(Beginning of Document excerpt)

Why Evolution Is True

why-evolution-coyneJerry A. Coyne from the University of Chicago is a distinguished biologist of Speciation fame and a well-known figure in the intelligent design vs. evolution debate. He for some reason felt obliged to lay out the evidence for evolution, but unlike the one mentioned above, which is a highly technical textbook (co-authored with H. Allen Orr) and an embarrassingly difficult read even for professionals, Why Evolution Is True is a delightful book designed for the average reader.

Isn’t this so-called ID-evolution debate already settled? Apparently not. Not in America, at any rate. While it’s not really an issue in Europe, a great number of people in the United States flatly reject evolution and literally interpret the Bible as the ultimate truth.

(End of Document excerpt)
(Beginning of Dataset entries)

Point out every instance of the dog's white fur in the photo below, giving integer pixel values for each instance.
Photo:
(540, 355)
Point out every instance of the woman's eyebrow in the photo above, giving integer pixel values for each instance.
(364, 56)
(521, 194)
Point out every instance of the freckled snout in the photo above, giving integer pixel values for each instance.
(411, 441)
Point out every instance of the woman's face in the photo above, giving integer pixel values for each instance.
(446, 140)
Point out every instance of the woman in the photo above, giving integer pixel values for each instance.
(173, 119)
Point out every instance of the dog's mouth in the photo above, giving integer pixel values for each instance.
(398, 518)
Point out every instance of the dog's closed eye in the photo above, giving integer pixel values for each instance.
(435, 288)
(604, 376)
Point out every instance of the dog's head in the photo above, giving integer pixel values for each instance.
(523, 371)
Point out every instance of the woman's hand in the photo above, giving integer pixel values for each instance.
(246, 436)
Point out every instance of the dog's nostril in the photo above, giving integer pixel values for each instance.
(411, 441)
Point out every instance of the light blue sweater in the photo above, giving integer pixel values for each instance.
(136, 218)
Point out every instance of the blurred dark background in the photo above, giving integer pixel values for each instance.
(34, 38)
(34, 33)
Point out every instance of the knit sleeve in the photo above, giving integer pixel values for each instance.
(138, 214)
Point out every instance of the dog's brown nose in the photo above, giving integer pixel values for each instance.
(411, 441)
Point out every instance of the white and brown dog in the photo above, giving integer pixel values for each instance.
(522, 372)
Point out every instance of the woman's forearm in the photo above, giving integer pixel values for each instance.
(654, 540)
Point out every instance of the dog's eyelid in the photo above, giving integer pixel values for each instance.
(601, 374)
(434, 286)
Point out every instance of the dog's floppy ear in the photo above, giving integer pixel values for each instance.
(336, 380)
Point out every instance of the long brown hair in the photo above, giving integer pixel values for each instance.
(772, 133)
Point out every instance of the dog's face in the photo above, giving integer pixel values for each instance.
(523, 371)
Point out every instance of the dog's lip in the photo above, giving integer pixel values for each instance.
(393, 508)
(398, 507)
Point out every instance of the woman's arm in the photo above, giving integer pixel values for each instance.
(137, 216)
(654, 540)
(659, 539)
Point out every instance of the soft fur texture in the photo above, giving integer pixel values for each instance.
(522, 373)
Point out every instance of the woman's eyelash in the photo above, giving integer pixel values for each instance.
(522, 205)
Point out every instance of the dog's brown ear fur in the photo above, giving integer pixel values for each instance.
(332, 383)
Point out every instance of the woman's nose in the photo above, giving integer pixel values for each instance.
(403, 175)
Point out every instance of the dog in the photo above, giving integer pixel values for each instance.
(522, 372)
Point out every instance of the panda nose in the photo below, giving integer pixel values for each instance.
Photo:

(End of Dataset entries)

- Work request: Revise the book review by restating everything from "why-evolution-coyneJerry A. Coyne" down to "the ultimate truth.", replacing "delightful" with "enjoyable". This data comes from a source unrelated to the text.

- Written solution:
why-evolution-coyneJerry A. Coyne from the University of Chicago is a distinguished biologist of Speciation fame and a well-known figure in the intelligent design vs. evolution debate. He for some reason felt obliged to lay out the evidence for evolution, but unlike the one mentioned above, which is a highly technical textbook (co-authored with H. Allen Orr) and an embarrassingly difficult read even for professionals, Why Evolution Is True is a enjoyable book designed for the average reader.

Isn’t this so-called ID-evolution debate already settled? Apparently not. Not in America, at any rate. While it’s not really an issue in Europe, a great number of people in the United States flatly reject evolution and literally interpret the Bible as the ultimate truth.